Instructions for the task:
Put the lines into a Markdown table with a Row column for the row number and a Line column for the line itself, leaving out any blank lines. Start at the line that contains "the tree trunk" and stop after the line that contains "left=0, top=0, right=1270, bottom=699".

>> begin Data supplied

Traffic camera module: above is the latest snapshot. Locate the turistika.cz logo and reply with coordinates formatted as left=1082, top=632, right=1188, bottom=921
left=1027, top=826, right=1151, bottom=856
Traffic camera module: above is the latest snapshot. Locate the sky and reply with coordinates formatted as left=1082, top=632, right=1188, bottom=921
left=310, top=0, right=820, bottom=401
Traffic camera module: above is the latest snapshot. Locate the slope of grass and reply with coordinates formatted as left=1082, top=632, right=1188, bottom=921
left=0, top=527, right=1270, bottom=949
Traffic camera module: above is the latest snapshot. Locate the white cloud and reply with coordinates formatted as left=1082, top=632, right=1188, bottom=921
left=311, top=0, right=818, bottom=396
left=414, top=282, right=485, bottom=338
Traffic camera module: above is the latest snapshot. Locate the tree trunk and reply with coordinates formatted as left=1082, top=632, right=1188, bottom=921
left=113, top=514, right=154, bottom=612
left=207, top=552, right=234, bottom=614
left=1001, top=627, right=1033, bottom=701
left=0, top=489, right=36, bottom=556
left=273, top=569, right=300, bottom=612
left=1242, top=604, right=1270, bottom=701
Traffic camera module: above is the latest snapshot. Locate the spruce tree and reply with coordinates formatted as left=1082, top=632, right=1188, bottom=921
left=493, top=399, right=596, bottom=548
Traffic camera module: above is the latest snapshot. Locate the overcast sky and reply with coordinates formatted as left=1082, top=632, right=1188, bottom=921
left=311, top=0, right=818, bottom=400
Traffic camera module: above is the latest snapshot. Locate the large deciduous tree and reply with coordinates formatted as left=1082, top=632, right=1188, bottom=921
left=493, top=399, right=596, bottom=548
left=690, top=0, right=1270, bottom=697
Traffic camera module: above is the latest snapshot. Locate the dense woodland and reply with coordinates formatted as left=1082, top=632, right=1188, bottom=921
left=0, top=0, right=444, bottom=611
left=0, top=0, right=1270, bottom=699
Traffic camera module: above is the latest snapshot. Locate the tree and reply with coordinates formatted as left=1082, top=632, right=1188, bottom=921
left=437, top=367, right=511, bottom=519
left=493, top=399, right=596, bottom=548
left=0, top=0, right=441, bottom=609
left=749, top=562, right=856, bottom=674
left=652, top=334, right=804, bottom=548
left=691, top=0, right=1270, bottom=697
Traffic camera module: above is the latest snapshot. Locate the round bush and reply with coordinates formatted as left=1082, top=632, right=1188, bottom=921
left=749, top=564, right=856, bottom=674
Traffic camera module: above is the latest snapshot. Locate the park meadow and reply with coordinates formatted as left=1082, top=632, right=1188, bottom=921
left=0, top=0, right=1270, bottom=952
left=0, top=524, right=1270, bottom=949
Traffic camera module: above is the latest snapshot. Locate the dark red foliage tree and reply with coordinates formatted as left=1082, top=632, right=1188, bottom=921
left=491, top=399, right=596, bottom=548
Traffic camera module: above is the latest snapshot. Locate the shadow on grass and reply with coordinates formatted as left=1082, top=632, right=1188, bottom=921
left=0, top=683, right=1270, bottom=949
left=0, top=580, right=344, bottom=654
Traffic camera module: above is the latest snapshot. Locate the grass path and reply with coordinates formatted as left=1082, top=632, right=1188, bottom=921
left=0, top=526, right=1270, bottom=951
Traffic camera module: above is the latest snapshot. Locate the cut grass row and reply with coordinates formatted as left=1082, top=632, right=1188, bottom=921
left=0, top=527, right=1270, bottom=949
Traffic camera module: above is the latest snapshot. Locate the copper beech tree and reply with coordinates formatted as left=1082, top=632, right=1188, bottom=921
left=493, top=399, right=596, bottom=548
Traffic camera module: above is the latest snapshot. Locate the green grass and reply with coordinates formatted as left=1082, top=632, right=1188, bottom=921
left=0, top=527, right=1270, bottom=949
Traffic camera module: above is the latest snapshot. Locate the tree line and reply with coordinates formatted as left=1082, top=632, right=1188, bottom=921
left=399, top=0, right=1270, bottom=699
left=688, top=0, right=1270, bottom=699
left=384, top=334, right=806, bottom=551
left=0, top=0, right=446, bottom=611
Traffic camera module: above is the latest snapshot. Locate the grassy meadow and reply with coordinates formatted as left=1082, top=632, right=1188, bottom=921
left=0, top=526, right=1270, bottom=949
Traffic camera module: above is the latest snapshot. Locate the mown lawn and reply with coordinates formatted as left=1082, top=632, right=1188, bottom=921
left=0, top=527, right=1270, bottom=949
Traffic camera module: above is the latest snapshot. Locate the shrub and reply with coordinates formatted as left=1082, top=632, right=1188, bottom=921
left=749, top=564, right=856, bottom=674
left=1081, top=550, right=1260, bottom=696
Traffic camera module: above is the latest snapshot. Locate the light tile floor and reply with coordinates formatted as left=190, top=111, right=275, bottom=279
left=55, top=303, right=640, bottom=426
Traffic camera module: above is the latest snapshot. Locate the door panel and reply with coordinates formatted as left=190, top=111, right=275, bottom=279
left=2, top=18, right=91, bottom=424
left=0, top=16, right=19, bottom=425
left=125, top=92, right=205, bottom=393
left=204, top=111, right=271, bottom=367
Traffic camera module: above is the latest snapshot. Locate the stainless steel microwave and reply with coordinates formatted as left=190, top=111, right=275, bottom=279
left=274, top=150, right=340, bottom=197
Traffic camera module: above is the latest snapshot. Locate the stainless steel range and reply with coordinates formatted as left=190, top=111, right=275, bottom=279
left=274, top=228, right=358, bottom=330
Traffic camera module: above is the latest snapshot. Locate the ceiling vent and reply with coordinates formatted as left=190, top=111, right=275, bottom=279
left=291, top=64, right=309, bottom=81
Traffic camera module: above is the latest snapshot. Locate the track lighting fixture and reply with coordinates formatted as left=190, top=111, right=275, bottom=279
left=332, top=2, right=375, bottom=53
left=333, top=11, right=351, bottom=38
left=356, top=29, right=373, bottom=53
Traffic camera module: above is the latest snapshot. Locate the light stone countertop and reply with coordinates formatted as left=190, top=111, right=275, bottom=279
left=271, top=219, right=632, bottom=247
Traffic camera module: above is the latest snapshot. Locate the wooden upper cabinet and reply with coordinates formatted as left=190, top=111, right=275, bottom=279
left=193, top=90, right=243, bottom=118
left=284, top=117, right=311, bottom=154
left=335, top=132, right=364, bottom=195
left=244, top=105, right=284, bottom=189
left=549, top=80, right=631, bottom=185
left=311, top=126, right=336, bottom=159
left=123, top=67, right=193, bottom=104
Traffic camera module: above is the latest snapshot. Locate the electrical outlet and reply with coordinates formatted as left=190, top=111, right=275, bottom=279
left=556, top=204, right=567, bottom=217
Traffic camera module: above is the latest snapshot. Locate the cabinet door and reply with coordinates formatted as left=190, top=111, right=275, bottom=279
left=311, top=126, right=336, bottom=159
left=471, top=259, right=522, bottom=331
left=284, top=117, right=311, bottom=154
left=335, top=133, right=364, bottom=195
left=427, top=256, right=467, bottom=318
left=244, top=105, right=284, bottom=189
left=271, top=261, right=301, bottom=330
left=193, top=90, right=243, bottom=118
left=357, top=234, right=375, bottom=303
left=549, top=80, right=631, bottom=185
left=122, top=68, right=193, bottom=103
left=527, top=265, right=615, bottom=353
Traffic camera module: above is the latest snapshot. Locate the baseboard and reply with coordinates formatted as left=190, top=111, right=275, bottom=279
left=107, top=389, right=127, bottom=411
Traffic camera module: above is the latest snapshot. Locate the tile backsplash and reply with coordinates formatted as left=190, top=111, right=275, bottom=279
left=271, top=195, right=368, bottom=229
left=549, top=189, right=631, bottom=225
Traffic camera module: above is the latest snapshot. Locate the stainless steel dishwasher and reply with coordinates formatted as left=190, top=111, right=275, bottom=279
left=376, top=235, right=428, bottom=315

>> end Data supplied

Problem solution:
| Row | Line |
|---|---|
| 1 | Traffic camera module: above is the latest snapshot. Locate the tree trunk and reply with coordinates formatted as left=1082, top=632, right=1188, bottom=921 |
| 2 | left=113, top=514, right=154, bottom=612 |
| 3 | left=207, top=552, right=234, bottom=614 |
| 4 | left=1001, top=627, right=1033, bottom=701 |
| 5 | left=0, top=489, right=36, bottom=556 |
| 6 | left=273, top=569, right=300, bottom=612 |
| 7 | left=1242, top=604, right=1270, bottom=701 |
| 8 | Traffic camera module: above is the latest snapshot. Locate the spruce tree and reply with coordinates formatted as left=1082, top=632, right=1188, bottom=921 |
| 9 | left=493, top=399, right=596, bottom=548 |
| 10 | Traffic camera module: above is the latest snapshot. Locate the overcast sky and reply with coordinates formatted as left=1082, top=632, right=1188, bottom=921 |
| 11 | left=311, top=0, right=818, bottom=400 |
| 12 | Traffic camera module: above is the latest snapshot. Locate the large deciduous tree and reply with coordinates formatted as left=1082, top=632, right=1188, bottom=921 |
| 13 | left=493, top=399, right=596, bottom=548 |
| 14 | left=690, top=0, right=1270, bottom=697 |
| 15 | Traffic camera module: above is the latest snapshot. Locate the dense woodland and reply with coordinates formatted as left=1082, top=632, right=1188, bottom=921 |
| 16 | left=0, top=0, right=444, bottom=611 |
| 17 | left=0, top=0, right=1270, bottom=699 |